Charles Swift acknowledges that the biggest difference between the Nephi/Laban and Abraham/Isaac narratives is that Abraham did not actually kill Isaac. An angel stays his hand at the last minute, and the Lord provides a ram in a thicket for the sacrifice. "For Nephi," Swift points out, "there was no ram in the thicket." Some commentators see a better biblical parallel in the story of Moses killing an Egyptian overseer who was beating a Hebrew slave (Exodus 2:11-12). "Nephi was not the only prophet in scripture to shed a man's blood," writes Jack Welch. "Moses killed an Egyptian when Moses saw the Egyptian beating a Hebrew slave; when he looked around and saw that no one was watching, Moses killed the Egyptian and buried him in the sand."

In a 2013 article, literary critic Elizabeth Fenton suggests that the story of Nephi finding his enemy Laban asleep "recalls the well-known biblical tale of David finding Saul asleep in 1 Samuel. Although the stories end quite differently—David spares Saul, while Nephi decapitates Laban—the similarity of language is unmistakable." Fenton argues that this dynamic repeats throughout the Book of Mormon, as its narratives align with biblical narratives up to a point, but then replaces the narrative with a new and substantially different version. "The Book of Mormon threatens to supplant the story of David with that of Nephi," she concludes. This moment of iteration . . . carries the trace of the older text while simultaneously overmatching it. In the service of record keeping, Nephi will do what David would not."

Study material -
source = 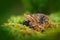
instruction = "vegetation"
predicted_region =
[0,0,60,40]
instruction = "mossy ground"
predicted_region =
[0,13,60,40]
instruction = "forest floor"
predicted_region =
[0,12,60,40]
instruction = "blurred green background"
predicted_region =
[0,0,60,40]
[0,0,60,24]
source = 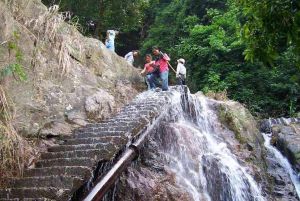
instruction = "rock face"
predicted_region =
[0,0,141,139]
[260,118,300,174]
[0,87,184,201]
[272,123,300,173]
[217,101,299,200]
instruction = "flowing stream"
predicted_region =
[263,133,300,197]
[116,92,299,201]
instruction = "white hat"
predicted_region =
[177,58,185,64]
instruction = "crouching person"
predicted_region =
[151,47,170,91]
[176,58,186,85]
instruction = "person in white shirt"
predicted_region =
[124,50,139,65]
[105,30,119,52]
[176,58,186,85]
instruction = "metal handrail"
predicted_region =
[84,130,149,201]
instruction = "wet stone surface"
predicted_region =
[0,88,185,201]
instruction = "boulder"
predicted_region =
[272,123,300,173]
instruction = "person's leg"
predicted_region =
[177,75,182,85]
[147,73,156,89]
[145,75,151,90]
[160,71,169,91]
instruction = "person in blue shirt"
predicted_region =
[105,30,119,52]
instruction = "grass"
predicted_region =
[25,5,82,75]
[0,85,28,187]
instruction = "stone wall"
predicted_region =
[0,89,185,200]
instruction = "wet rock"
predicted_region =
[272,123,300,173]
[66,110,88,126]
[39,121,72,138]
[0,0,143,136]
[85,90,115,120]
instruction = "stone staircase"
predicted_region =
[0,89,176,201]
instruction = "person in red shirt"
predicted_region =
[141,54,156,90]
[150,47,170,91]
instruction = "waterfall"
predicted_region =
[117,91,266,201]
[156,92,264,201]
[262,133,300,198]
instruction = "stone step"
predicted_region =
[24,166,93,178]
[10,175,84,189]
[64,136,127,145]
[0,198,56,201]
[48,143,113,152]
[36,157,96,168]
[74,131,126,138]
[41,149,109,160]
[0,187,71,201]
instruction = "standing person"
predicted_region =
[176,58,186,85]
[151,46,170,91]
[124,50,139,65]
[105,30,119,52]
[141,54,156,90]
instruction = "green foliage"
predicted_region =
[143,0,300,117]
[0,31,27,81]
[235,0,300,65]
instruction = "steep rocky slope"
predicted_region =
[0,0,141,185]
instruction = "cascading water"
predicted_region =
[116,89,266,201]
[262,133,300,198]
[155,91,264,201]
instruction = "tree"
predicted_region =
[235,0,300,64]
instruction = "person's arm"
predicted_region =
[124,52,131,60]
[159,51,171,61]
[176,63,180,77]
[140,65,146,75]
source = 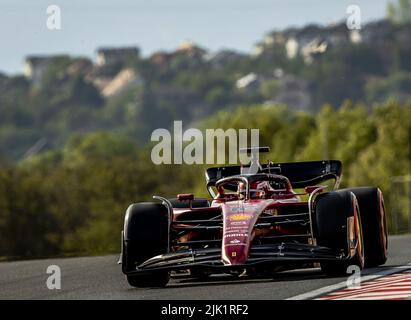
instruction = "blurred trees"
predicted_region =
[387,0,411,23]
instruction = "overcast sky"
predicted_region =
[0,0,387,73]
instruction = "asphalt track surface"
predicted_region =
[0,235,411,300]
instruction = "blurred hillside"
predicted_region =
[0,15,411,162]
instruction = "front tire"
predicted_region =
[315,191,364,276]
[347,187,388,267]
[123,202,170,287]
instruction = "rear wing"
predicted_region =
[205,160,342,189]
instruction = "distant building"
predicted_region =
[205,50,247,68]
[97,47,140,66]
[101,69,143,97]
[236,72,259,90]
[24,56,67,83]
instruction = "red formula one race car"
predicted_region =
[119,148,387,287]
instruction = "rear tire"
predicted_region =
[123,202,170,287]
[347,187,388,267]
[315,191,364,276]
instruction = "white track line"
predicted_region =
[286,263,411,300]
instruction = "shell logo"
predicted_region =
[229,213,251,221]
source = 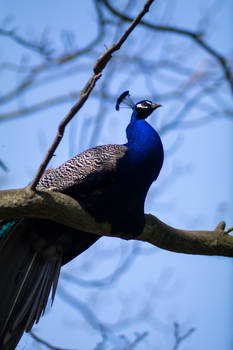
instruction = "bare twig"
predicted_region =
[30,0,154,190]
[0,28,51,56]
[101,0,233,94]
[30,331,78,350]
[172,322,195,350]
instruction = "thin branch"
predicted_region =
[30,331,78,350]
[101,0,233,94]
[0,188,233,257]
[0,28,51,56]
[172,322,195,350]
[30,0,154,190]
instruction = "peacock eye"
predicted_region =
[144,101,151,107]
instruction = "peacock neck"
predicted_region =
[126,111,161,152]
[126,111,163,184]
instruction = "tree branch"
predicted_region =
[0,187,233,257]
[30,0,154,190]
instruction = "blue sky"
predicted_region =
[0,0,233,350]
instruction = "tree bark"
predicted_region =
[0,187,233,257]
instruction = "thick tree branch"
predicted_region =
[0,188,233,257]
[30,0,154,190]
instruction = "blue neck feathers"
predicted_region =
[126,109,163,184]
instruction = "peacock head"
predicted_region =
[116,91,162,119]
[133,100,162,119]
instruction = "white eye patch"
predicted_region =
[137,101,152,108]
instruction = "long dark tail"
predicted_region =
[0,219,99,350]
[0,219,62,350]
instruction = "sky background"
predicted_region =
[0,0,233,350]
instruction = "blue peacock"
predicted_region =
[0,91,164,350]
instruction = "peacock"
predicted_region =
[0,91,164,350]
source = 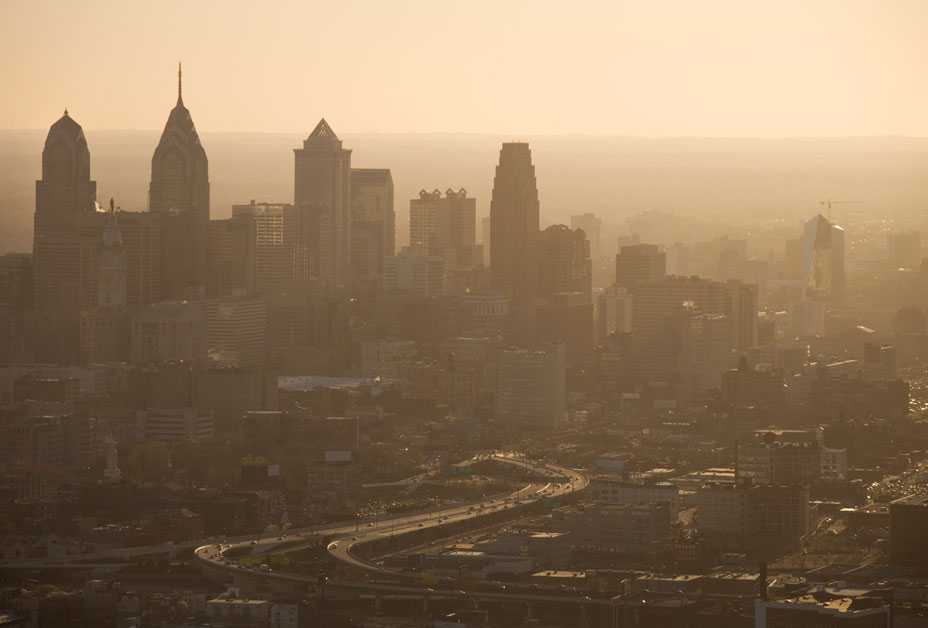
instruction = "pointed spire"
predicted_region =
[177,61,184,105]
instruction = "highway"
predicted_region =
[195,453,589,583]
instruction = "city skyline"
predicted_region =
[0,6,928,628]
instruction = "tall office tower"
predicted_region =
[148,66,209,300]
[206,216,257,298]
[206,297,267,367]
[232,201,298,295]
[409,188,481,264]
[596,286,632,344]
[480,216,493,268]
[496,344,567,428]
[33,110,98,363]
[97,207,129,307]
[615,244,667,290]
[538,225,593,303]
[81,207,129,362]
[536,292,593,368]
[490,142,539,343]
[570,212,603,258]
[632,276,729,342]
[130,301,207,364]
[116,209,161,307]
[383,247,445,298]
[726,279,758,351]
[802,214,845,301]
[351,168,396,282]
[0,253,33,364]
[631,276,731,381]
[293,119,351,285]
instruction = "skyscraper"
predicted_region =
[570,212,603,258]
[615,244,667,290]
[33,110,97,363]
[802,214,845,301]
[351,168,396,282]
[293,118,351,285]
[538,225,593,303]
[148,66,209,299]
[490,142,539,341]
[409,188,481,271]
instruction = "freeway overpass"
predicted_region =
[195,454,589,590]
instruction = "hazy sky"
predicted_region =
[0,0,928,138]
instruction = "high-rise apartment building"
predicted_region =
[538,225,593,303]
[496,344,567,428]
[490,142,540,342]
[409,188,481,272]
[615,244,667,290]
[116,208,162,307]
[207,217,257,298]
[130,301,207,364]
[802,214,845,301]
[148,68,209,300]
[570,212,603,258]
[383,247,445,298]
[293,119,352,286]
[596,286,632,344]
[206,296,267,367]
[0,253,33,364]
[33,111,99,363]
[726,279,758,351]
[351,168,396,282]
...
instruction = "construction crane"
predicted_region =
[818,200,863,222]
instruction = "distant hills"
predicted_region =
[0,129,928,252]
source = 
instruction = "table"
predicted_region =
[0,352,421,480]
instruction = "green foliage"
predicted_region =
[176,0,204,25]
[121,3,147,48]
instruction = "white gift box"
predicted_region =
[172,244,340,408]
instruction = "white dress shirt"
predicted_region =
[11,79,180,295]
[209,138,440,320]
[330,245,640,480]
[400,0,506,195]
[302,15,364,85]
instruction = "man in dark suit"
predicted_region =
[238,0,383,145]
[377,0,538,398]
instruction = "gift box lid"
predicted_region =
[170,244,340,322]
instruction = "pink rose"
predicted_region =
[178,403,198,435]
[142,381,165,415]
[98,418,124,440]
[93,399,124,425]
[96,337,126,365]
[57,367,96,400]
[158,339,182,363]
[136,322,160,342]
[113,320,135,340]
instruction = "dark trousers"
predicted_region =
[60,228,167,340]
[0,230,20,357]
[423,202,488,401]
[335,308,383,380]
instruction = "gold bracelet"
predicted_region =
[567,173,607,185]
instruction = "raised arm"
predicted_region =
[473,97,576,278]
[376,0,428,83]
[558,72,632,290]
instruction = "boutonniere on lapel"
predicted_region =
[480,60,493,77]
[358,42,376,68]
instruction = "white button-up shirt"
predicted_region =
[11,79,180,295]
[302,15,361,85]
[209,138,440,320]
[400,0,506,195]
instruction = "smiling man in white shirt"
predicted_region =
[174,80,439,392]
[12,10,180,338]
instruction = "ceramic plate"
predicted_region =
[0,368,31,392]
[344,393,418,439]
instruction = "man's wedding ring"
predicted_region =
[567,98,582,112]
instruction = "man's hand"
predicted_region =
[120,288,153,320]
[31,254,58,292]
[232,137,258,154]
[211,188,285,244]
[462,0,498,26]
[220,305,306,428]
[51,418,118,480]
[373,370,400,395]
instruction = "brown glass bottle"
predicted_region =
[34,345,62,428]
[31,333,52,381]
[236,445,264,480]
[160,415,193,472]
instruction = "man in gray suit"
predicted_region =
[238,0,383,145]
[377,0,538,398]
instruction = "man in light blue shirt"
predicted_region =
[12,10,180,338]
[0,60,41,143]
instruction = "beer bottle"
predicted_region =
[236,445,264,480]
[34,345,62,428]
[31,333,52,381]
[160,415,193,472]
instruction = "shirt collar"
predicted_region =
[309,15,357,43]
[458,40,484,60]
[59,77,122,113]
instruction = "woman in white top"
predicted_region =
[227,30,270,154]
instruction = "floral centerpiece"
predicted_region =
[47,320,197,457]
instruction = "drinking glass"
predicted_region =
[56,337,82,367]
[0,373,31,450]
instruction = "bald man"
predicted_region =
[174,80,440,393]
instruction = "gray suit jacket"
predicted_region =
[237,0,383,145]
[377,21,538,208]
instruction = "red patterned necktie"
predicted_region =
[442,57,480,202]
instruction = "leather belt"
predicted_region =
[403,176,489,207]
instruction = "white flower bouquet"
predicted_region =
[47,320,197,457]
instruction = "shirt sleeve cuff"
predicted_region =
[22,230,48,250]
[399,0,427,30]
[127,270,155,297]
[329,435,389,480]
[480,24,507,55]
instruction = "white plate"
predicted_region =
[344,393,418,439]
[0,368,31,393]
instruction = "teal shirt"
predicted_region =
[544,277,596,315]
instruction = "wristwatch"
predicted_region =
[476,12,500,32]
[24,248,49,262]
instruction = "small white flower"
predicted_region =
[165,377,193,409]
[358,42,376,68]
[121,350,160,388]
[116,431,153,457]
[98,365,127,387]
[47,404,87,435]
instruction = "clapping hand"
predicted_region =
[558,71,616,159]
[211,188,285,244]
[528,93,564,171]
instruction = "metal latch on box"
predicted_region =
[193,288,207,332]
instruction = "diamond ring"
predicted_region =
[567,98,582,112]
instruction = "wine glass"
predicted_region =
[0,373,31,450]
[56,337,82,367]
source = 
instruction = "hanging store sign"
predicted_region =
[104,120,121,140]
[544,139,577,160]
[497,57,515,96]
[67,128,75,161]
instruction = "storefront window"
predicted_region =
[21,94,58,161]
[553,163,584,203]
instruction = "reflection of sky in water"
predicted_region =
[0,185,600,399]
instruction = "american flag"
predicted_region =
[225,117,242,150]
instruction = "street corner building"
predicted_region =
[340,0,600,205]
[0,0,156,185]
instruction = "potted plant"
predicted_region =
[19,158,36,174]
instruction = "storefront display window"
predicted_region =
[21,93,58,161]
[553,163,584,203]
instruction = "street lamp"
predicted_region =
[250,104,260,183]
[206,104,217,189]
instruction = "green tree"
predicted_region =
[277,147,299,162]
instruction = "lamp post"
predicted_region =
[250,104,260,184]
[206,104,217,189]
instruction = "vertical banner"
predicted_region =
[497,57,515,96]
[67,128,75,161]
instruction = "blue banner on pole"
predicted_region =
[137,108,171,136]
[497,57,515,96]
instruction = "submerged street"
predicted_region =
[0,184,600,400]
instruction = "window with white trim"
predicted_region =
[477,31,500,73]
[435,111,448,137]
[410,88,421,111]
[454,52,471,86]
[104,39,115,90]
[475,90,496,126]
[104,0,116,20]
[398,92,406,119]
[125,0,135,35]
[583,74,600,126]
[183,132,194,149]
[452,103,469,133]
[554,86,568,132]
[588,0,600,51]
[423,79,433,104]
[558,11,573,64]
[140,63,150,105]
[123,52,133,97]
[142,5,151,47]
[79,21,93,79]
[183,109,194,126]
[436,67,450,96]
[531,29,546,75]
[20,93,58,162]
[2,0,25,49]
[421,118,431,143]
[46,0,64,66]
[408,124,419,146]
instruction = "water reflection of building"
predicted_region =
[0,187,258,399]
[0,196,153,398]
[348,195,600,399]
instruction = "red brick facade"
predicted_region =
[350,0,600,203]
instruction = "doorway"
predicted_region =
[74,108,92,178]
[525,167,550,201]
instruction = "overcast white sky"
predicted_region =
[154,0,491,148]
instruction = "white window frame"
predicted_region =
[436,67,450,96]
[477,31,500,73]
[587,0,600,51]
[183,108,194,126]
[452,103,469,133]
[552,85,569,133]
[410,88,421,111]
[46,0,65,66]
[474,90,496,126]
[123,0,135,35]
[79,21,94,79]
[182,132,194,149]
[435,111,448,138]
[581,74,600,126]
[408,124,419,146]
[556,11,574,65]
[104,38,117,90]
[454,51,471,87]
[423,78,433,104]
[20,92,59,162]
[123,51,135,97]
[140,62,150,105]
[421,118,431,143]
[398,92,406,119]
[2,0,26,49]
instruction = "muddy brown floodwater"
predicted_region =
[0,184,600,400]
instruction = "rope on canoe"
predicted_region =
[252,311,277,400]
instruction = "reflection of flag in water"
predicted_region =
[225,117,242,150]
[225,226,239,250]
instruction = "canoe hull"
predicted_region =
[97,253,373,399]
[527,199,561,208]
* * *
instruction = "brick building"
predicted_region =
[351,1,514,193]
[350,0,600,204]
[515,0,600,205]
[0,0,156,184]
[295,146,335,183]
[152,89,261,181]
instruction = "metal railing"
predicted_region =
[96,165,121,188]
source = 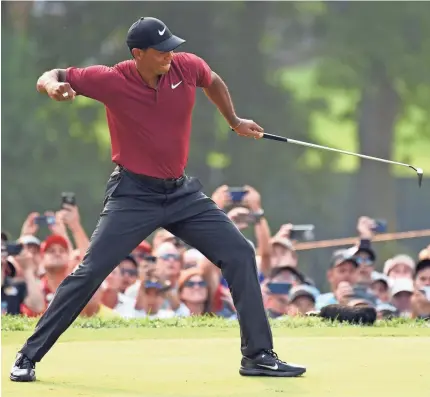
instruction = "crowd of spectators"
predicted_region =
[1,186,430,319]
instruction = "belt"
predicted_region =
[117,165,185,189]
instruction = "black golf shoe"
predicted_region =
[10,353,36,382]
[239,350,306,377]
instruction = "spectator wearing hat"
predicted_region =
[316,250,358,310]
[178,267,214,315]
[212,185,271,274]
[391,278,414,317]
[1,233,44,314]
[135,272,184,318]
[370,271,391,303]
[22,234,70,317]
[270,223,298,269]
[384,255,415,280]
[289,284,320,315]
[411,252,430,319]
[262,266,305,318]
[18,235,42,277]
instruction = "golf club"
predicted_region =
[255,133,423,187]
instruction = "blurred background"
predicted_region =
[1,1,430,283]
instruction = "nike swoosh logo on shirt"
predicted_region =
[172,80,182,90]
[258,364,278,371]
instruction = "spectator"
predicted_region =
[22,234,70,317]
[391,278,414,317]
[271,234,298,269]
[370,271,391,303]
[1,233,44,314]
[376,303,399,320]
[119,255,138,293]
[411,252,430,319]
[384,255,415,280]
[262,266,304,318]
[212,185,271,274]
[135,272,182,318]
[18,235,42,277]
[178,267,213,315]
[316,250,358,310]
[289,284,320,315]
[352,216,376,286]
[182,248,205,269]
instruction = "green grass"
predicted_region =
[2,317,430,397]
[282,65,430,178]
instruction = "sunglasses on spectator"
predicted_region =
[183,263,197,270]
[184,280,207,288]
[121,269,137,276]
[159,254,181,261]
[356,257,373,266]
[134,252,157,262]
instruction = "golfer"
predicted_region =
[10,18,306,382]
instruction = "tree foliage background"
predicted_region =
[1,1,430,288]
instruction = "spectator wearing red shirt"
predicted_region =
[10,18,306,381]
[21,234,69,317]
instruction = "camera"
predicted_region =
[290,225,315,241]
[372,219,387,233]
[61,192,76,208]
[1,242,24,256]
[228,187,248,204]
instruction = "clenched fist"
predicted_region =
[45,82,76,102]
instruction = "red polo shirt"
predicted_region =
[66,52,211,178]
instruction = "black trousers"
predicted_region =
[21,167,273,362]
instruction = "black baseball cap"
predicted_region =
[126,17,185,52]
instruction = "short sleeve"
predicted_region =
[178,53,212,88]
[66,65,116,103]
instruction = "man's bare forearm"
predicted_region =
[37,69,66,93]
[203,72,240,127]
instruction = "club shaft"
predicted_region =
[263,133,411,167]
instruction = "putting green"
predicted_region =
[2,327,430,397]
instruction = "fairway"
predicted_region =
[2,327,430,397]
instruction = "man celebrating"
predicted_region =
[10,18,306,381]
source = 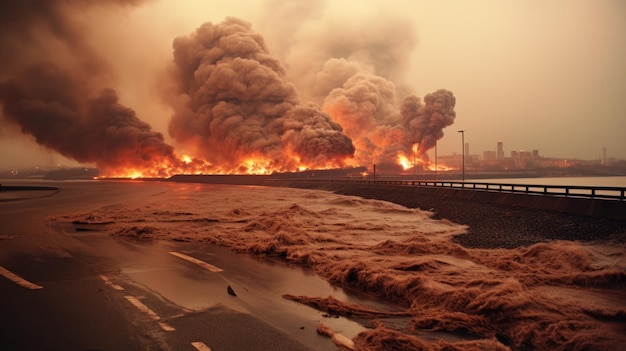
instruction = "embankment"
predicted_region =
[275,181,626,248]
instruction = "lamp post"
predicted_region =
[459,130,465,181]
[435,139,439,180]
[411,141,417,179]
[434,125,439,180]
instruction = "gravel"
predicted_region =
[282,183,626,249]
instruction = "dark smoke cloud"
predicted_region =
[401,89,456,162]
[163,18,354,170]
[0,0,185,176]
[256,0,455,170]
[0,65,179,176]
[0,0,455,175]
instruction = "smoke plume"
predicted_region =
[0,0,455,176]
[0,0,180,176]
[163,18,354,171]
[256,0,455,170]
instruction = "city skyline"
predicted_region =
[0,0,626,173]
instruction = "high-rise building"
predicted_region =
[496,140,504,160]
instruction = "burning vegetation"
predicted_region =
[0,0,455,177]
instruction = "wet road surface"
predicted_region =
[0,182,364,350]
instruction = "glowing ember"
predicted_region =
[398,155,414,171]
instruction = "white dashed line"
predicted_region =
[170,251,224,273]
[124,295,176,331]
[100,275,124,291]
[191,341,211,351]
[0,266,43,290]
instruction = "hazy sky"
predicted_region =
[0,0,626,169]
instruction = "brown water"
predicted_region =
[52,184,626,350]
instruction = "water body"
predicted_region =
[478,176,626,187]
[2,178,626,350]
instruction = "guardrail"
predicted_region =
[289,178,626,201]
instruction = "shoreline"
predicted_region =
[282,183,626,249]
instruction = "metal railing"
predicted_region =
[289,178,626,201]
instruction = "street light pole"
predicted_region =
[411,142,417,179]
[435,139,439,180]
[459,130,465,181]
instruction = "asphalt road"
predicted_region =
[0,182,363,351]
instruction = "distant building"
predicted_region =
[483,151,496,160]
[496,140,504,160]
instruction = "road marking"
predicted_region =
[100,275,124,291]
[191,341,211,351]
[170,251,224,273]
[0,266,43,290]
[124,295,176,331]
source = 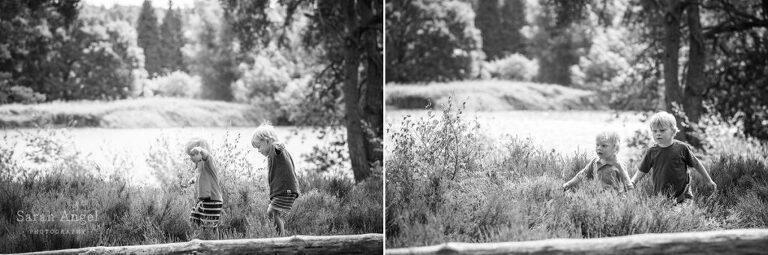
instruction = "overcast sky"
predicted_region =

Instructions for the task -
Please give the answer from the passage on Nephi and Laban: which biblical story does Elizabeth Fenton say the scene of Nephi finding Laban asleep recalls?

Your response -
David finding Saul asleep in 1 Samuel.